**AIM OF THE EXERCISE:**
Write out exactly what each line says, starting with the first line below and ending on the one with "target | rippled water surface".

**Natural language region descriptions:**
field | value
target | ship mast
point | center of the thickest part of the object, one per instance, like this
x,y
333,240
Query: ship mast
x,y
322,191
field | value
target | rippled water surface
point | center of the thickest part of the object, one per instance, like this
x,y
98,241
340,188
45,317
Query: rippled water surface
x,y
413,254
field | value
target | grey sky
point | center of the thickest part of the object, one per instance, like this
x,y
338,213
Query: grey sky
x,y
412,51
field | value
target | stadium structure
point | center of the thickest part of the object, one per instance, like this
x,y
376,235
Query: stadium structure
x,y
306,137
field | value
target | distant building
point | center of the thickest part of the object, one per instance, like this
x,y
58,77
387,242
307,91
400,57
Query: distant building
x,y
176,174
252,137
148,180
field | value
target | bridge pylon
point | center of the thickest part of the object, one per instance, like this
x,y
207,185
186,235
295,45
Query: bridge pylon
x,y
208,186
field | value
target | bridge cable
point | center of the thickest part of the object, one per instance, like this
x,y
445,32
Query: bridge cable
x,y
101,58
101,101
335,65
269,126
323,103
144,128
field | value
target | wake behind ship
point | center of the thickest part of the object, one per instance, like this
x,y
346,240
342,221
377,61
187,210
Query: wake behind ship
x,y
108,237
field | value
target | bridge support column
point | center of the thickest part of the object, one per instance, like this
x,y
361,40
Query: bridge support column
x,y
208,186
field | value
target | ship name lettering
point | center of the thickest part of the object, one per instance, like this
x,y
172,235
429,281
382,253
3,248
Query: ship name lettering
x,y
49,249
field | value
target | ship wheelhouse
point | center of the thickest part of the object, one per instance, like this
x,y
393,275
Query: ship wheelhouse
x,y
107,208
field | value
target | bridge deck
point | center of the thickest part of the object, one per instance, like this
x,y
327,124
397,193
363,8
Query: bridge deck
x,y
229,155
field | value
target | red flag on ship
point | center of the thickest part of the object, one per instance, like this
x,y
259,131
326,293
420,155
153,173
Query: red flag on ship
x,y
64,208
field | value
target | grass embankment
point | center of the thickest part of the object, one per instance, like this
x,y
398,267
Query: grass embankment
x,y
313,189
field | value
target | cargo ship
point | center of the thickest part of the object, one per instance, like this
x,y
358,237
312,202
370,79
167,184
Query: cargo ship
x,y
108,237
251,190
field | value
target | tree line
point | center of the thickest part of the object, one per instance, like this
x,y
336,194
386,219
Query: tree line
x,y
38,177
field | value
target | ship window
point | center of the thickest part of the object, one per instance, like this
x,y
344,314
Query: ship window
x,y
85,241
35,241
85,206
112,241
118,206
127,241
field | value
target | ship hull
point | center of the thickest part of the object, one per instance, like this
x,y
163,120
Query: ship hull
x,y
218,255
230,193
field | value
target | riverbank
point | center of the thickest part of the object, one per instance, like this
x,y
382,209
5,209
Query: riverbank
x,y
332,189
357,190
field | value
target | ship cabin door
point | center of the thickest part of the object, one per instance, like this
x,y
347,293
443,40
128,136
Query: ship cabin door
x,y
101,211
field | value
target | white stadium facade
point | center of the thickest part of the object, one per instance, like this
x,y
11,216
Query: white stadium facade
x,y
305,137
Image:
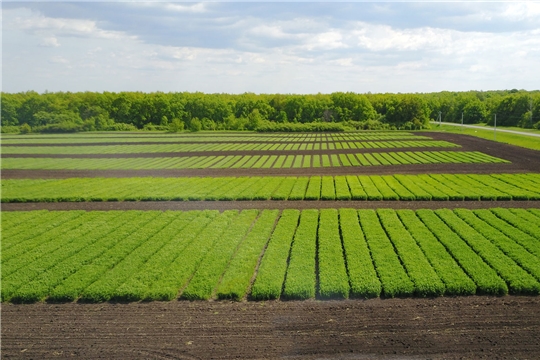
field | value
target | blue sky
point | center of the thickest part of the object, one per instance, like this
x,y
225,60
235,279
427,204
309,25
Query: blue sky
x,y
278,47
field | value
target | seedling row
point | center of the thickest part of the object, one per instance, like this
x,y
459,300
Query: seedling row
x,y
220,146
440,187
204,137
332,253
253,161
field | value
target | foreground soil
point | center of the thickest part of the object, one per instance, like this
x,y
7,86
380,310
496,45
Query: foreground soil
x,y
449,328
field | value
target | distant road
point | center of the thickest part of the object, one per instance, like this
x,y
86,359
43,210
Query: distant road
x,y
488,128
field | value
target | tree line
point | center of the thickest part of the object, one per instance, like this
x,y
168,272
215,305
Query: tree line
x,y
92,111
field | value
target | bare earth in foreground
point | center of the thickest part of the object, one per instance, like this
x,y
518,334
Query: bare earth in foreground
x,y
461,327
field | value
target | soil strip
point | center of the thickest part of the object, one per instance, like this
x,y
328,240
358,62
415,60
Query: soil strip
x,y
329,171
522,161
268,204
446,327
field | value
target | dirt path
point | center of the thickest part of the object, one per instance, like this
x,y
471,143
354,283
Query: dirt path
x,y
449,328
268,204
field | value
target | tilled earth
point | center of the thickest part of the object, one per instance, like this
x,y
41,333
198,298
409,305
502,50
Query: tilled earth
x,y
476,327
268,204
522,161
447,328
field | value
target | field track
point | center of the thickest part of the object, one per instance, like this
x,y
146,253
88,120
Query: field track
x,y
270,204
450,328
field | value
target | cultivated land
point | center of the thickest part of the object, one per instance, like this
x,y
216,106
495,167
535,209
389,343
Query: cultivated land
x,y
427,227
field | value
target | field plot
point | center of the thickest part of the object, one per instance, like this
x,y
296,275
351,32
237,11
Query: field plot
x,y
245,161
220,146
205,137
153,255
430,230
436,187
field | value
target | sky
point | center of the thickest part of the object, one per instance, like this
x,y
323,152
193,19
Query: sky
x,y
270,47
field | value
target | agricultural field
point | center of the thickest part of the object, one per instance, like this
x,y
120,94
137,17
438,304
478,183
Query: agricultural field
x,y
332,253
330,228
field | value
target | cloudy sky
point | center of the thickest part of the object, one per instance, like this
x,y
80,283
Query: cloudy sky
x,y
279,47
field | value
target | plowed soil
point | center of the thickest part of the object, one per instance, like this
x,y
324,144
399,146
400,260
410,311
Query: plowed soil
x,y
270,204
522,161
445,328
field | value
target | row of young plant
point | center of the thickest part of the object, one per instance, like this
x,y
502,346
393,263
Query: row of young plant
x,y
205,137
437,187
329,253
251,161
172,148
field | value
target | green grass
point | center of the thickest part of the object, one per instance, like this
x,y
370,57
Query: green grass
x,y
98,256
398,187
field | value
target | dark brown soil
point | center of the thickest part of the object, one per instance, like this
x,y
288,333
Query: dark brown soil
x,y
280,205
522,161
441,328
226,153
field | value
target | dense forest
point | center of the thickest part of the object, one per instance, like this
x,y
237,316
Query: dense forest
x,y
89,111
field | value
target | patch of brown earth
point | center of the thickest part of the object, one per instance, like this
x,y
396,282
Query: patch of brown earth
x,y
441,328
268,204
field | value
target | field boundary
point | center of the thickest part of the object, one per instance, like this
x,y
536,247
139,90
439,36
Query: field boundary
x,y
266,204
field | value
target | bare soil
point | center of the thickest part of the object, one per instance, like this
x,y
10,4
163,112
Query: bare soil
x,y
522,161
441,328
269,204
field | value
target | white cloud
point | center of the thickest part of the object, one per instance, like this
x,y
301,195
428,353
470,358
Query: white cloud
x,y
251,52
50,41
48,27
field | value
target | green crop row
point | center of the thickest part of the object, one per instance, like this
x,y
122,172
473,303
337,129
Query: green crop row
x,y
249,161
439,187
151,255
221,146
207,138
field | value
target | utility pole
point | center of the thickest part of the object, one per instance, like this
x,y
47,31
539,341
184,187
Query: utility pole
x,y
530,110
495,129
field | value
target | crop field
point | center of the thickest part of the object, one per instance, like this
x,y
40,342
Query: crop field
x,y
253,161
439,187
206,137
280,245
331,253
220,146
255,254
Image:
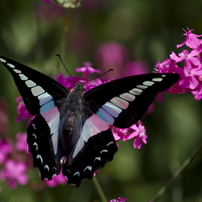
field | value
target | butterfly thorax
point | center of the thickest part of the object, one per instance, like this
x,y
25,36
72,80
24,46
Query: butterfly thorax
x,y
75,112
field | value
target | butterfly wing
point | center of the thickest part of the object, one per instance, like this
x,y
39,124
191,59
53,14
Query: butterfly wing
x,y
124,101
94,147
42,97
38,90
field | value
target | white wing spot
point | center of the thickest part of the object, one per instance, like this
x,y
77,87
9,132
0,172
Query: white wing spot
x,y
17,71
46,167
142,86
112,109
11,65
104,150
97,158
127,96
30,83
110,143
34,135
44,98
3,60
77,173
105,116
37,90
119,102
135,91
34,126
35,144
40,157
157,79
23,77
148,83
87,167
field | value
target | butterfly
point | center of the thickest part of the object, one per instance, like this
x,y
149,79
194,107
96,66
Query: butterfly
x,y
70,130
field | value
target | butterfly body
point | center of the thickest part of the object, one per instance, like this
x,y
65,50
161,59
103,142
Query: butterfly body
x,y
70,130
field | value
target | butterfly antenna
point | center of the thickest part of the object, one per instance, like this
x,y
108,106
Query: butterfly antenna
x,y
65,67
100,75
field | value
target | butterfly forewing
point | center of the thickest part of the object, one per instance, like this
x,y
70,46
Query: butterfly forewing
x,y
70,131
124,101
38,91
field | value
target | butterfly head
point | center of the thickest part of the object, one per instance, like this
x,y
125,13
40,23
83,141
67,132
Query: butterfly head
x,y
79,88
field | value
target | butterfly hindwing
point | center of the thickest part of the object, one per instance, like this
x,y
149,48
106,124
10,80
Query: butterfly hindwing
x,y
70,130
42,149
38,91
124,101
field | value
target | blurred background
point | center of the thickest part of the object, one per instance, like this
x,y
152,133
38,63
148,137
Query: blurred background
x,y
119,34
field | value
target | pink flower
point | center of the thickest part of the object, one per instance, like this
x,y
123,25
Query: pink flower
x,y
57,179
119,199
191,72
5,149
21,144
14,173
112,56
135,68
139,134
191,39
3,116
136,131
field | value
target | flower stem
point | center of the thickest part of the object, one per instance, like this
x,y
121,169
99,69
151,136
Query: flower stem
x,y
63,44
99,189
177,173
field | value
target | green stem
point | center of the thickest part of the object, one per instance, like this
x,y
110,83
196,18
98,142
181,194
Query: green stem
x,y
99,189
177,173
64,37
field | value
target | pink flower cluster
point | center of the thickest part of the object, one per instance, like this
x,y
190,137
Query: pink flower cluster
x,y
190,60
12,169
119,199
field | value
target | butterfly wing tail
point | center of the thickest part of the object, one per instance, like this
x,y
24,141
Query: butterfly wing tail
x,y
99,150
40,146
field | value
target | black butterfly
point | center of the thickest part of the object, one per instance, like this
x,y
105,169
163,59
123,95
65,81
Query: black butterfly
x,y
70,130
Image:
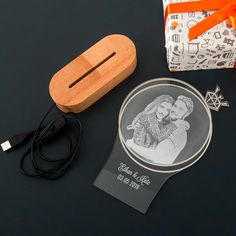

**EXERCISE OUTPUT:**
field | value
target | ship mast
point | center of the thickest part of the object, one per instance, like this
x,y
333,240
Query: ship mast
x,y
322,191
field | value
target | rippled water surface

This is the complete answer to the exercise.